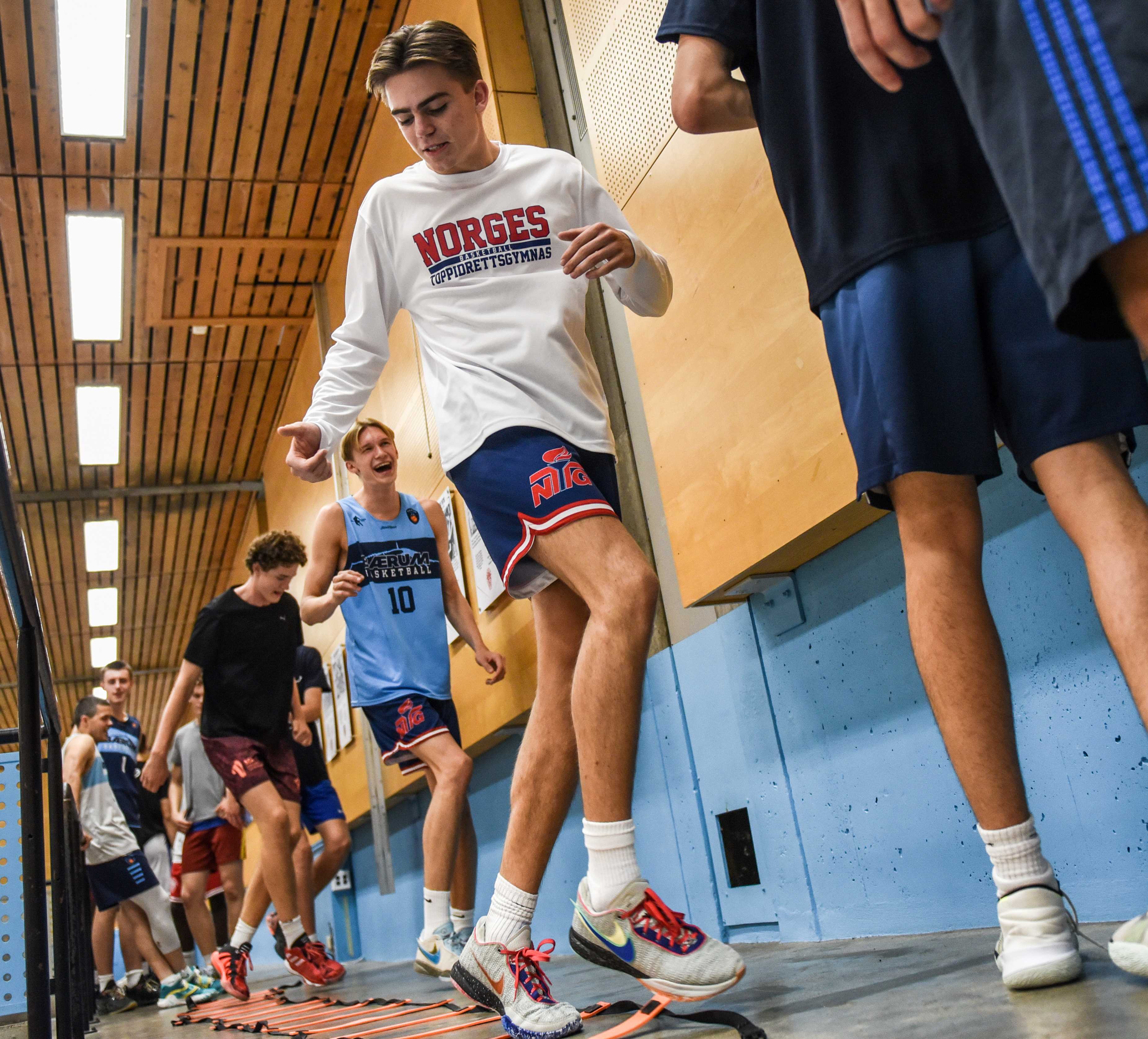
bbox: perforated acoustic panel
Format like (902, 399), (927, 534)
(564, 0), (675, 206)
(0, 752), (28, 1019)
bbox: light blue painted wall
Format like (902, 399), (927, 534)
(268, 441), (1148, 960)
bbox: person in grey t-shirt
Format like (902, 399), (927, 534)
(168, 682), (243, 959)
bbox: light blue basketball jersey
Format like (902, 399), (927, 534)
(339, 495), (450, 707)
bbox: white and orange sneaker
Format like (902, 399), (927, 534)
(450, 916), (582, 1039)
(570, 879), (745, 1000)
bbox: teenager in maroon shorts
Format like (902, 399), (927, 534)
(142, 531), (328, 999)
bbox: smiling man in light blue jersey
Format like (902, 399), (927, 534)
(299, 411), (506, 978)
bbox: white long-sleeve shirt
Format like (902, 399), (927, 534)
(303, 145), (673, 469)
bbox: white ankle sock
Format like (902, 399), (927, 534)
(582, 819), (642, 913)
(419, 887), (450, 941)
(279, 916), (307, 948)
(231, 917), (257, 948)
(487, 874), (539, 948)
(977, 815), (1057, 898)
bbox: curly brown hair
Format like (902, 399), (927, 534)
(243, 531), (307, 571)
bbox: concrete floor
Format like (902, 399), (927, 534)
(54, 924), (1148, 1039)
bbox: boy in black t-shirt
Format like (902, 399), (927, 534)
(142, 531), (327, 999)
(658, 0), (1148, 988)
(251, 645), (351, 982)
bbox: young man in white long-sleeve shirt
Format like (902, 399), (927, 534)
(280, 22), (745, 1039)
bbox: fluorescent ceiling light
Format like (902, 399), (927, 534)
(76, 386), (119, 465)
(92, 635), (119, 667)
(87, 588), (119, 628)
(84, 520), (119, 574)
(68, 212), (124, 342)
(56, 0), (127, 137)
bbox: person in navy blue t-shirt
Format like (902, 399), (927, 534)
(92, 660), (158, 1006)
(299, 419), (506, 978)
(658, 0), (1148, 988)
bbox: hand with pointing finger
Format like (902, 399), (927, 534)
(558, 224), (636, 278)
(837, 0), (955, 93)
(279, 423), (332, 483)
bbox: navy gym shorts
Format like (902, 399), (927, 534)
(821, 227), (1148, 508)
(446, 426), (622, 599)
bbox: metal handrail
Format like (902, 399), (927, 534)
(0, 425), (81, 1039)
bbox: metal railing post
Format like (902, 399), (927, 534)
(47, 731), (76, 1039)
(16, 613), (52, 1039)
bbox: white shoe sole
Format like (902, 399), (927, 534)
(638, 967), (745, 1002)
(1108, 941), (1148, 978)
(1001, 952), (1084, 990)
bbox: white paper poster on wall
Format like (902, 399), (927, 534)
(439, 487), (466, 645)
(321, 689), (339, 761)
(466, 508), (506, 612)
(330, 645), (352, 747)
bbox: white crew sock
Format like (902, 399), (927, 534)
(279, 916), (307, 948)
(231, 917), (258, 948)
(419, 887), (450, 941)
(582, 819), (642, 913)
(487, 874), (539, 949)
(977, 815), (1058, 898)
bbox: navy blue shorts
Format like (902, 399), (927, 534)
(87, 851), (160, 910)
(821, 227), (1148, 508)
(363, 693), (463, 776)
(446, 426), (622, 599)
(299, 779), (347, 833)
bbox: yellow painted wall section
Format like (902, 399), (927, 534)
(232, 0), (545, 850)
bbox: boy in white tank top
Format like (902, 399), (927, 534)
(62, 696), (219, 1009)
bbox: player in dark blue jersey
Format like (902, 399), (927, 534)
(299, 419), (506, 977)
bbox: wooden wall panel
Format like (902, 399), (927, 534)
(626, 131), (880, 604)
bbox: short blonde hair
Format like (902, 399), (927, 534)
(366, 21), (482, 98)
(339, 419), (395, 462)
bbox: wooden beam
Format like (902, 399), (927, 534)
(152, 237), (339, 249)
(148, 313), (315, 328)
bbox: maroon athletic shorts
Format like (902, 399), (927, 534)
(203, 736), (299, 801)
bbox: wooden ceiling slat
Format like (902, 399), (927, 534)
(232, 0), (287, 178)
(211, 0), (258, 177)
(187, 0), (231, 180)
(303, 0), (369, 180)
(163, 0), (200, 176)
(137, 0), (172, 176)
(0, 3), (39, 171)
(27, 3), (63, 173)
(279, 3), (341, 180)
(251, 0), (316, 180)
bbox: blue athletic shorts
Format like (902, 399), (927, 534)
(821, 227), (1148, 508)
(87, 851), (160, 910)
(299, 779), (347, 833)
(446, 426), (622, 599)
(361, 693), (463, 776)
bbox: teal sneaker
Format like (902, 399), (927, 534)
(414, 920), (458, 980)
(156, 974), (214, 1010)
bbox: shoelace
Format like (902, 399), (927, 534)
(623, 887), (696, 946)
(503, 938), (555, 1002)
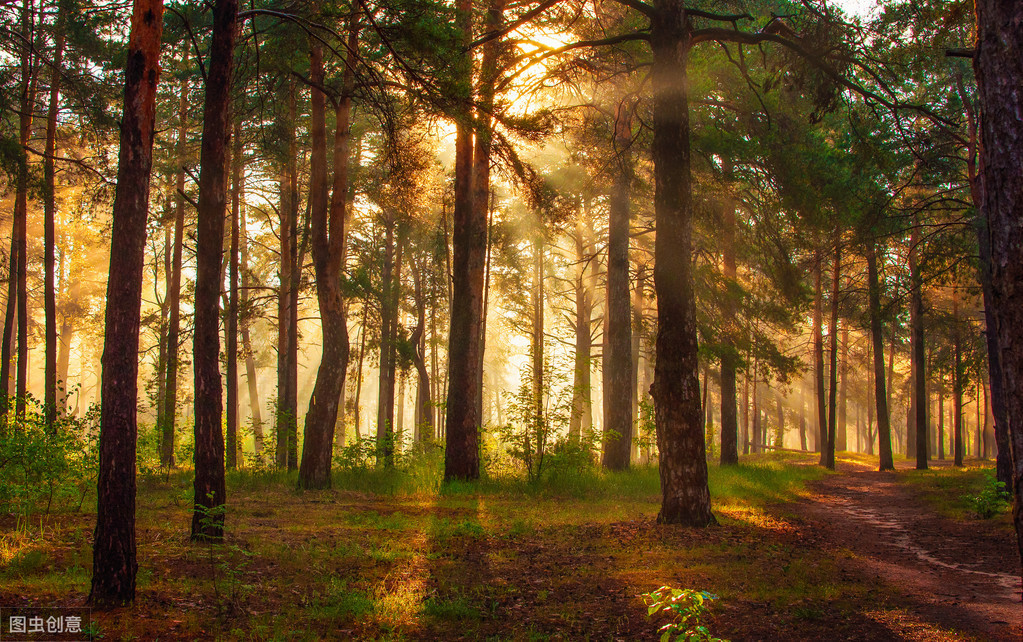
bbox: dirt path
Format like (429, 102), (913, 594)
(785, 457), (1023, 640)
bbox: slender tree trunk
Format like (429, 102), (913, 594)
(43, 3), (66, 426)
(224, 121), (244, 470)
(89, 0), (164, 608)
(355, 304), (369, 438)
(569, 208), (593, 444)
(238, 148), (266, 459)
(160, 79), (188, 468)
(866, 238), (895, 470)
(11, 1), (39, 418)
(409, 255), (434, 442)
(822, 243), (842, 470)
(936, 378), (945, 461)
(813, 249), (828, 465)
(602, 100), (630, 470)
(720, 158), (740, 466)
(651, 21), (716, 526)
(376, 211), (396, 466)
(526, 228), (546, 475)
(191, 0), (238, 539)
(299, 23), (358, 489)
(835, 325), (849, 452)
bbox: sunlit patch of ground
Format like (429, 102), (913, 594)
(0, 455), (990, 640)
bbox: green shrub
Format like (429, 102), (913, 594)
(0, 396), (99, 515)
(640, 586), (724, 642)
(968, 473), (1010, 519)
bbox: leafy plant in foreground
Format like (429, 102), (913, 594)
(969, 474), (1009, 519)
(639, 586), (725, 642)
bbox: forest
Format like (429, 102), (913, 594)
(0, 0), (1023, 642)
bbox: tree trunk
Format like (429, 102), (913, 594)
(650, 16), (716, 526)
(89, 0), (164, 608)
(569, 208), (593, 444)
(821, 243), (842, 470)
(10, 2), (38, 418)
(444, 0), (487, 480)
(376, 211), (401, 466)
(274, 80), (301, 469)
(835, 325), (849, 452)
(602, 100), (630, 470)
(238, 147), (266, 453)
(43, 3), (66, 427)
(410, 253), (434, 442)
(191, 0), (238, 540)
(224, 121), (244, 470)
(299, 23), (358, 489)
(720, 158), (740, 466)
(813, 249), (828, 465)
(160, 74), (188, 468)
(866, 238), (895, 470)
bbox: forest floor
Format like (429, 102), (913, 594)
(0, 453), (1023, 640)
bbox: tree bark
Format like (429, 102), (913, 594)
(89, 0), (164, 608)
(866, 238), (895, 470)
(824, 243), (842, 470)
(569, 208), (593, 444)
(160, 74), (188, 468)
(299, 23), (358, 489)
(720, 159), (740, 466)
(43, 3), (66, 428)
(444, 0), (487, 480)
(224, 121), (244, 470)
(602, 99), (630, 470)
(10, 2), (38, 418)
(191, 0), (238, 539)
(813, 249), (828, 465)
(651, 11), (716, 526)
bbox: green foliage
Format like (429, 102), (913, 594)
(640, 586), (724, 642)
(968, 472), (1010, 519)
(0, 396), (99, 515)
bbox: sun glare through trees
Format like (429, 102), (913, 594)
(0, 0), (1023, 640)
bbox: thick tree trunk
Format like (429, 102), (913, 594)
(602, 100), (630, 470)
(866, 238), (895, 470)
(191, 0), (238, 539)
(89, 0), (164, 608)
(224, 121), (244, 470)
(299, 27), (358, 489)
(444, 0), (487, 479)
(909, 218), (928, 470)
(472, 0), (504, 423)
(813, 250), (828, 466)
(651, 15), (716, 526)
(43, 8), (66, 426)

## Your goal:
Reproduce the listing lines from the line with "bbox: metal railing post" up to and including the line with "(1001, 952), (1084, 990)", substituting "white sneaker sole" for "white shoe sole" and leaving everything else unchanged.

## The output:
bbox: metal railing post
Format like (902, 399), (927, 534)
(47, 731), (76, 1039)
(16, 613), (52, 1039)
bbox: white sneaker sole
Format like (902, 399), (927, 534)
(638, 967), (745, 1002)
(1108, 941), (1148, 978)
(1001, 952), (1084, 990)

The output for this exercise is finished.